--- Goal ---
List each line of the records below that contains the word "screen".

--- Material supplied ---

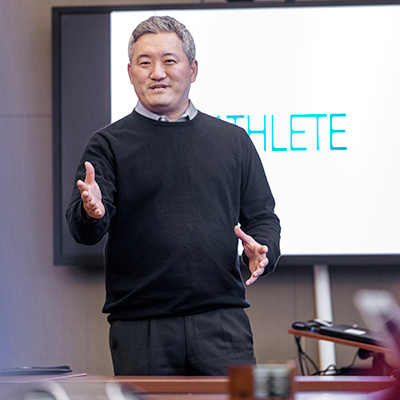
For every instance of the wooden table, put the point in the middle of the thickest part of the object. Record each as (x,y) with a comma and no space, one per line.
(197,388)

...

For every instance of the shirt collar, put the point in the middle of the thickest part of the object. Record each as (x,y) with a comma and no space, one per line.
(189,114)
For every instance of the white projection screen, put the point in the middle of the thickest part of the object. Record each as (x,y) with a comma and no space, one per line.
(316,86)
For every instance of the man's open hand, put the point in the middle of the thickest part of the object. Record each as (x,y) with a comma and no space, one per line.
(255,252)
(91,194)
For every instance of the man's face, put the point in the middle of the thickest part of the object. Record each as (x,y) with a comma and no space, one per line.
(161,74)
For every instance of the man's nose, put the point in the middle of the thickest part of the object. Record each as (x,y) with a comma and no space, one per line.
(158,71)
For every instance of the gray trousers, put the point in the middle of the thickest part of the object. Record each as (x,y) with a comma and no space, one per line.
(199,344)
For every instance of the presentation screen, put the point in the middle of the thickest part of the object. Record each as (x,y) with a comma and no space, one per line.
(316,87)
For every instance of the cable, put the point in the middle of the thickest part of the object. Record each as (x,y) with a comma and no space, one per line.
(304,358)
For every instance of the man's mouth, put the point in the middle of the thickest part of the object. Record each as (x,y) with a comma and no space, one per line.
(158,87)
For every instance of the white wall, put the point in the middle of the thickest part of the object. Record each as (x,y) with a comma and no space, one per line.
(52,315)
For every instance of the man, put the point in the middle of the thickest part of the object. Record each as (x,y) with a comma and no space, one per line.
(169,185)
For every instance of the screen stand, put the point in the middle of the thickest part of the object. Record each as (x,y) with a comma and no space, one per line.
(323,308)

--- Right answer ---
For every instance of the white projection screen, put the point in the middle of the thickest part of the object. Record each as (x,y) with a comma and no space, one per line.
For every instance of the presentation screen, put the point in the middle of the thickest part of the object. Record each as (x,y) with a comma and no space, one per line.
For every instance of the screen stand, put the point in the middle of the thickest part of the object. Record each as (x,y) with a comma and no space, one per line.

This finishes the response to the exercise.